[Saved entries]
---*---

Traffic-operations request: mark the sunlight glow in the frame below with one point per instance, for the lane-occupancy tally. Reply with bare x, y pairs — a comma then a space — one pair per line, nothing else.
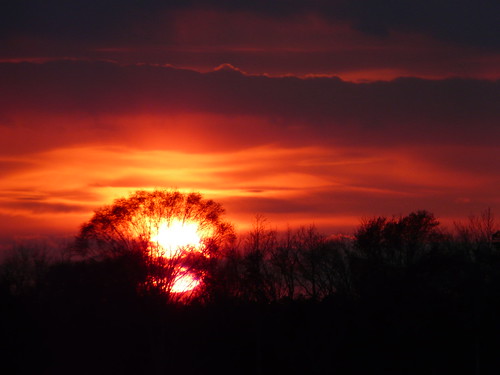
171, 241
184, 283
175, 236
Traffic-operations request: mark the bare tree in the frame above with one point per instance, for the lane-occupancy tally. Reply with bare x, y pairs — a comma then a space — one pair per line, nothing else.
140, 223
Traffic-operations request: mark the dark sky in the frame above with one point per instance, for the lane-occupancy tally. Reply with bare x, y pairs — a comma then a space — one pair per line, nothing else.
305, 111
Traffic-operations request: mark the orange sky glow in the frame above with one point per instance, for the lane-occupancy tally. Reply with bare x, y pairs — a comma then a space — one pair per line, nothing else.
312, 114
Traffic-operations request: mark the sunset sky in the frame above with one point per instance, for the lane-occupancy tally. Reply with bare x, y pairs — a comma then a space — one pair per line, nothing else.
304, 111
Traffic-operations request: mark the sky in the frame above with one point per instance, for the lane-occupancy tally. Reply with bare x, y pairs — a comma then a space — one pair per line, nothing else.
306, 112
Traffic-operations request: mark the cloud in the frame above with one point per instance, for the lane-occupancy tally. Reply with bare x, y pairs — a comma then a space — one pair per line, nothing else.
354, 39
74, 135
239, 110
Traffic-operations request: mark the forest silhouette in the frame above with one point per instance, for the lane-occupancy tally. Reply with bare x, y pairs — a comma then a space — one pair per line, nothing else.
401, 296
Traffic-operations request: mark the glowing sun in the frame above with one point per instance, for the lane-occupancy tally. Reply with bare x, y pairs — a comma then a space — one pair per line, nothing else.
172, 240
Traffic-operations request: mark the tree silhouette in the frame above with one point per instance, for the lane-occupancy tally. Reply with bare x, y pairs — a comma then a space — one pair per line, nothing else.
151, 224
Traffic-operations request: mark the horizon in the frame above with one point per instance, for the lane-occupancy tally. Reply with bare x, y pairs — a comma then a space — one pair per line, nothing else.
319, 113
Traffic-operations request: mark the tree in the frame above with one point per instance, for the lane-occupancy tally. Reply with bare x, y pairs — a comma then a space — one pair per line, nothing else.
178, 236
400, 241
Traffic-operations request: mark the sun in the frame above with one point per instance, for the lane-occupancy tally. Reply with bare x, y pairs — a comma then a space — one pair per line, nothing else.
171, 241
172, 237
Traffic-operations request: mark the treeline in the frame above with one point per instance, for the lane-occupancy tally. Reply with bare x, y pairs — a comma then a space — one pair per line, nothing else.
400, 296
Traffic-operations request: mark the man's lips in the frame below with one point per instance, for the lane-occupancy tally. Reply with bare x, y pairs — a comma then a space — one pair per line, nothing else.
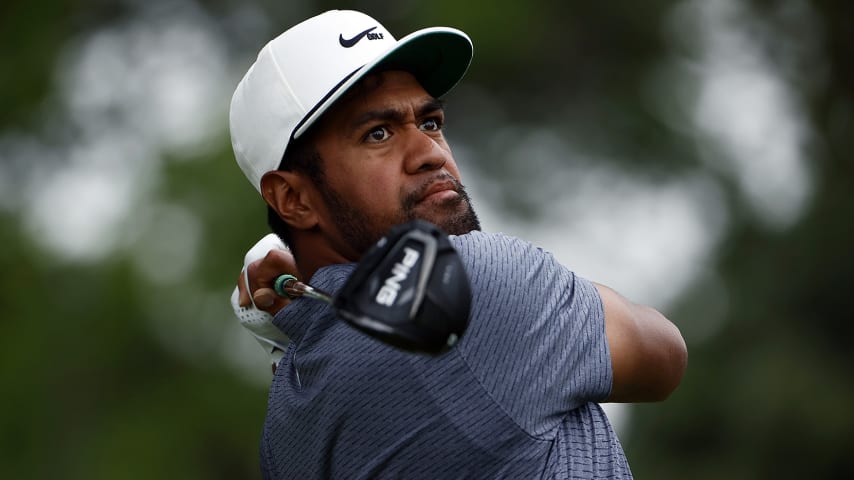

---*---

> **Task description**:
Would you reproduce the records exactly as they stand, but without the pictures?

> **Solution**:
Traffic-operations request: mark the sunlight glow in the frame below with one point per instance, for the lane-occupancy tally. Reply with bare x, y pairs — a comma then a space — one pair per line, nothing else.
171, 241
184, 283
175, 236
Traffic-operations request: mark the bare tree in the frame above with one point per instance, for the lane-occupancy tally. Reply with bare x, y pairs — a comma then a space — one pair per line, nothing else.
140, 223
Traffic-operations request: mark the dark sky in the frame above with one point per instance, for the lane-occupancy tally. Reply with bare x, y pairs — a comma then a space — one pair per line, nothing else.
305, 111
Traffic-operations request: mark the orange sky glow in the frame above with one point per instance, for the lane-occupancy tally. Reply with bare x, y pairs — a comma then a space — one pair per line, nothing else.
312, 114
Traffic-operations request: mark the sunset sky in the frame above with one point per instance, for the lane-occupancy tally. Reply with bare x, y pairs — a comma then a space — one pair per line, nothing else.
304, 111
Traffic-operations request: mark the sky in the frame above with one point per instance, for the lane-occupancy tally. Reply with bare x, y pairs — a comma then a space — one pair per line, nothing else.
306, 112
Traffic-operations request: mark the cloud in the frame above with one point per instance, for the lane-occupancy tally. Reply with bare x, y pairs — a comma then a space — one pair per line, nothing else.
354, 39
74, 135
239, 110
Traffic-operations request: mark the forest silhouette in the frame above with one point per instance, for the lane-occupancy tally. Reply with bare x, y pairs — a comma then a space — one pair per line, nothing else.
401, 296
Traffic-operations request: mark the glowing sun in the frame above with one point per instance, for the lane-occupancy tally. Reply with bare x, y pairs — a comma then a space — one pair per line, nothing else.
172, 240
Traffic-operations request: mark the tree silhouette in the frame above with one point per instance, for the lane-occupancy tally. Reply with bare x, y pairs — a comma then a space — one pair per line, nothing else.
151, 224
Traffic-operations request: mark the horizon in the frame above with one point per instance, for the lane-occupancy tally. Reply with bare x, y pairs — a comma then a space — one pair per line, nothing else.
319, 113
Traffic-operations request: mark the tree in the frame above with one point per instance, for the lane-occupancy tally. Reply with bare x, y pairs — a comma then a space — one pair per line, nothing else.
178, 236
400, 241
Traffic-operations request: mark the sun in the frame above with one point per instance, for the lane-occupancy tally. Reply with bare x, y pairs — a comma then a space — one pair per line, nothing else.
171, 241
172, 237
Traffic-operations request: mark the treeline in the frame above with one point per instance, for the lane-occupancy tally. Reply with bare x, y pairs — a comma then a space — one pair per line, nothing else.
400, 296
Traffic-operations request: mark the man's lips in the frame below with one point per instance, for the lane-occupancy tally. Reply with bare x, y pairs — a comma then a space — one pair per line, nothing else.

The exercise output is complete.